--- START ---

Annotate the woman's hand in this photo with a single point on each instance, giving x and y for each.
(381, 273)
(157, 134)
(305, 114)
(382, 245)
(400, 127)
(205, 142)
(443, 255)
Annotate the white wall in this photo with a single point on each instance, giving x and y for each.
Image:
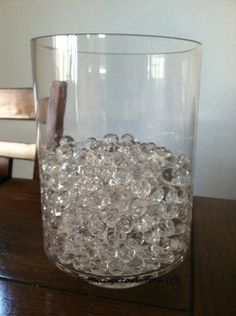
(212, 22)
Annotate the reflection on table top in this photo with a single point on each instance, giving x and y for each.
(204, 284)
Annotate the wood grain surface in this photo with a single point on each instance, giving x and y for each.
(27, 275)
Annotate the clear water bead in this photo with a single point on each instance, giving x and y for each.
(115, 207)
(141, 188)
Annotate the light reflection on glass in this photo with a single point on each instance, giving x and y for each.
(101, 35)
(66, 61)
(155, 67)
(102, 70)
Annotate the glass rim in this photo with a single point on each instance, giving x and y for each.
(197, 44)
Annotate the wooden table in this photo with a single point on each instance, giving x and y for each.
(204, 284)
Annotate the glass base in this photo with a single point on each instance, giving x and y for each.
(115, 282)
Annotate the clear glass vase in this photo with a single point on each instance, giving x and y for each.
(116, 117)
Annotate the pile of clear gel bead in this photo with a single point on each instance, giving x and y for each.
(115, 207)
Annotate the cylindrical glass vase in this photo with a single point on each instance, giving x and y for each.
(116, 116)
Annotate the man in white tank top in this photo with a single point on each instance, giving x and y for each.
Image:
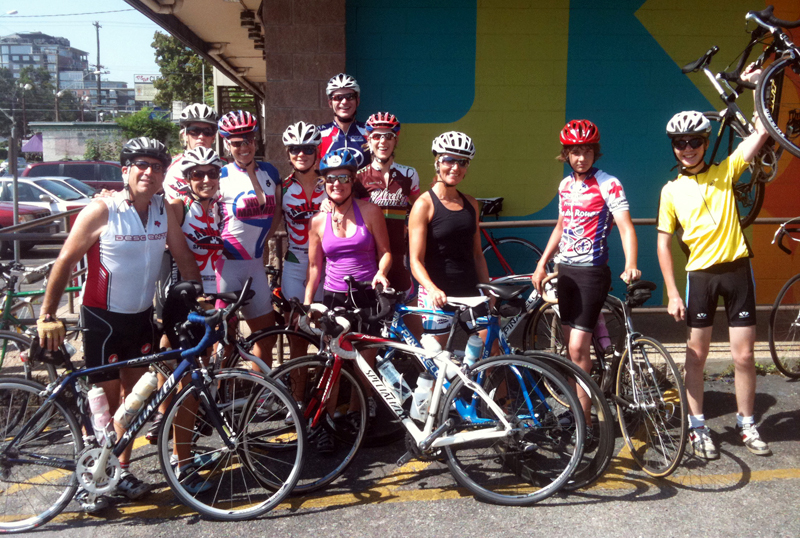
(124, 236)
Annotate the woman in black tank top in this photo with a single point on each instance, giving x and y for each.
(444, 243)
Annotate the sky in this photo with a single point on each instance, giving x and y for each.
(125, 35)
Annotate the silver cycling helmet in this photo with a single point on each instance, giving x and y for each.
(689, 122)
(342, 82)
(302, 134)
(454, 143)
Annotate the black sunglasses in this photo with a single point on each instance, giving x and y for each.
(305, 150)
(694, 143)
(144, 165)
(197, 131)
(200, 174)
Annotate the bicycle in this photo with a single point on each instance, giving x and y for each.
(506, 255)
(505, 437)
(45, 458)
(784, 317)
(640, 378)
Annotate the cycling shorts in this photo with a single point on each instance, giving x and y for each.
(731, 280)
(113, 337)
(294, 276)
(231, 276)
(581, 292)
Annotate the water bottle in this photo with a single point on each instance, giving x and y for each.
(601, 333)
(394, 379)
(422, 397)
(98, 404)
(474, 350)
(141, 391)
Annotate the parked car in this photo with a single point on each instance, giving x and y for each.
(97, 174)
(27, 213)
(44, 193)
(75, 184)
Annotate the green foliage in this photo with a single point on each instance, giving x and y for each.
(181, 73)
(146, 123)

--- END ---

▶ Task goal: Copy, word for word, the line that contains "Annotate the cycling" and every line after it through the end of the records, and nothing else.

▶ Solution to the problem:
Annotate the cycling shorts in this photo with a single point on each instance, giving x and y for each.
(731, 280)
(113, 337)
(294, 276)
(231, 276)
(581, 292)
Annotate the water bottle in this photo with a single point on each instance, giving x and y for each.
(601, 333)
(394, 379)
(422, 397)
(98, 404)
(474, 350)
(141, 391)
Annotate the parked car in this photo with a single point on each instance, giving x and y for each.
(97, 174)
(27, 213)
(44, 193)
(75, 184)
Annotate the green foliage in this photo with a single point on each instance, giving x and y for each.
(181, 73)
(146, 123)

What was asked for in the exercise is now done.